DOCUMENT SEGMENT —

I got spare salt water pumps For my Detroits on ebay and rebuilt them. Quality parts are available, Depco and other places.
 
I got spare salt water pumps For my Detroits on ebay and rebuilt them. Quality parts are available, Depco and other places.
I'll be honest. I have a couple of minor kits onboard for the genuine Detroit pumps. This past fall, the starboard pump had a drip coming from a leaking seal. I removed the pump and replaced the seal, reinstalled it and it still leaked. It wasn't obvious to me how in the heck the pump came apart so I could inspect the shaft (believe me, I tried). I finally took the quitters route and put a whole new Chinese pump on and kept the Detroit pump as a leaky spare. I'd love to get the genuine one rebuilt but getting the shaft out seems to be beyond my megar skillset.
 
Yep!, this is almost a common problem. Had it happen a number of times...
 
In all fairness, my Onan generator, with the Kubota engine, has a Sherwood raw water pump. Between spun hubs and broken blades, I couldn't get much over 100 hours between impellers. Didn't seem to matter whether Sherwood packaged or Onan part. Then something changed and new packaging. No more failures.

DATA ROWS —
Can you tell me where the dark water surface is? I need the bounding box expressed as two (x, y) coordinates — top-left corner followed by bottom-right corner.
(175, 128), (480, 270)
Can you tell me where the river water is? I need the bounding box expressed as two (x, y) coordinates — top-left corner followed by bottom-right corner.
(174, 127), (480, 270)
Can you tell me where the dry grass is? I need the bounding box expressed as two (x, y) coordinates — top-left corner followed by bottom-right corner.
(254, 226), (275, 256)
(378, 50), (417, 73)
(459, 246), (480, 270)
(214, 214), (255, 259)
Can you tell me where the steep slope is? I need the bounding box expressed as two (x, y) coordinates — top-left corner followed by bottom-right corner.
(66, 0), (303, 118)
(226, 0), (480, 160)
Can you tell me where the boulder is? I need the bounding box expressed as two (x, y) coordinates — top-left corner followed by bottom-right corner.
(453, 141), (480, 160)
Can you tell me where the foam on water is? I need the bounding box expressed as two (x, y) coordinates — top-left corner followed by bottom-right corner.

WHAT TO DO —
a – Decide whether each statement agrees with the discussion of raw water pumps. Answer yes or no for each, and quote the words of the text that decide it.
(i) Replacing the seal stopped the leak in the starboard pump.
(ii) The writer installed a new Chinese pump and kept the Detroit pump as a spare.
(iii) Before the change in packaging, the Sherwood pump on the Onan generator usually ran well over 100 hours between impellers.
b – Supply the next part of the discussion of raw water pumps, continuing after its final post.

ANSWERS BELOW —
a –
(i) No: "I removed the pump and replaced the seal, reinstalled it and it still leaked."
(ii) Yes: "I finally took the quitters route and put a whole new Chinese pump on and kept the Detroit pump as a leaky spare."
(iii) No: "I couldn't get much over 100 hours between impellers."

b –
In general, when it comes to raw water pumps, I buy OEM pumps and OEM pump parts.

The original pump on my John Deere ran 5,000 hours, other than impellers. I looked at rebuilding the pump as part of my 5,000 hour maintenance. Replacing the impeller, bearings, seals, compression fork, front bearing plate, and rear cover were 75% of the current cost of a new pump. So I installed the one in spares, and bought a new one.

Ted
 
The OE Detroit pumps are well over $2k last time I looked and a Chinese knock-off was less than $500. The port Chinese pump has several seasons on it, the starboard pump I replaced before we left to head South and the impeller failed after around 50 hours. We don't cross oceans and our cruising is inland/ near-coastal so I'll probably keep using the cheesy pumps and keep a closer eye on them while underway.